### WRITTEN INSTRUCTION
Return every line of the records below that contains the string "sunglasses". Case counts when matching.

### INFORMATION PROVIDED

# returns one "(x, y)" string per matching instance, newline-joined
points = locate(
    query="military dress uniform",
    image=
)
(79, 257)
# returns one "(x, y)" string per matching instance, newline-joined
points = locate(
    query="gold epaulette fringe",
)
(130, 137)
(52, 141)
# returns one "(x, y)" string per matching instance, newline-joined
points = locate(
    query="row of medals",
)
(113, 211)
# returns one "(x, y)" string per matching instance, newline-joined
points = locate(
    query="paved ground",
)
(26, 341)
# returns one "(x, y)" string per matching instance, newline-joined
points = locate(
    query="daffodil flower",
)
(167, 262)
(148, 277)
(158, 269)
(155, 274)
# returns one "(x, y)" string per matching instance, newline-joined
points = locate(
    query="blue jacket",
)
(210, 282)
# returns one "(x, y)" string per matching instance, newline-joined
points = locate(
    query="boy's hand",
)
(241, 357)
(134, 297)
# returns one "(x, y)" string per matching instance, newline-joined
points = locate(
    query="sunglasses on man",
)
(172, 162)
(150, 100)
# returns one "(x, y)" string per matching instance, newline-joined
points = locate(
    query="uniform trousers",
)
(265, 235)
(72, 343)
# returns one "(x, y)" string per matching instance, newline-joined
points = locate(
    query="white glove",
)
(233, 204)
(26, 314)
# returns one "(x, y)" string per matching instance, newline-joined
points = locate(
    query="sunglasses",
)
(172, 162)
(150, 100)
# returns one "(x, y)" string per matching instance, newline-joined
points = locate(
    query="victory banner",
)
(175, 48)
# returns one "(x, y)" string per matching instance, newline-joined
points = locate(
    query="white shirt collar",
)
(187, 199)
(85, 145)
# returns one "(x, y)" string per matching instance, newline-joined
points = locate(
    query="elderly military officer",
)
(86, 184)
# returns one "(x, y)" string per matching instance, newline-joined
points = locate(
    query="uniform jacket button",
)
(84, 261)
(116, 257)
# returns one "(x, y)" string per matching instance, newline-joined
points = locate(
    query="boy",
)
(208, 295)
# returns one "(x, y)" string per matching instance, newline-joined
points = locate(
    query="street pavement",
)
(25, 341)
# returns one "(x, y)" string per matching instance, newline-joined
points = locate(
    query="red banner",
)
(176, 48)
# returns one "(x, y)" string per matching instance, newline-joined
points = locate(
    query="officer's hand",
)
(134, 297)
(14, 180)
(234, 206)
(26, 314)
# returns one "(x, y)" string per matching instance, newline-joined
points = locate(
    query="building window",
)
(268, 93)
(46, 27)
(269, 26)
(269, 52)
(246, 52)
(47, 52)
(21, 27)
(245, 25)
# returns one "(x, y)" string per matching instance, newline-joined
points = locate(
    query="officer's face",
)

### FINAL RESULT
    query="sunglasses on man",
    query="sunglasses",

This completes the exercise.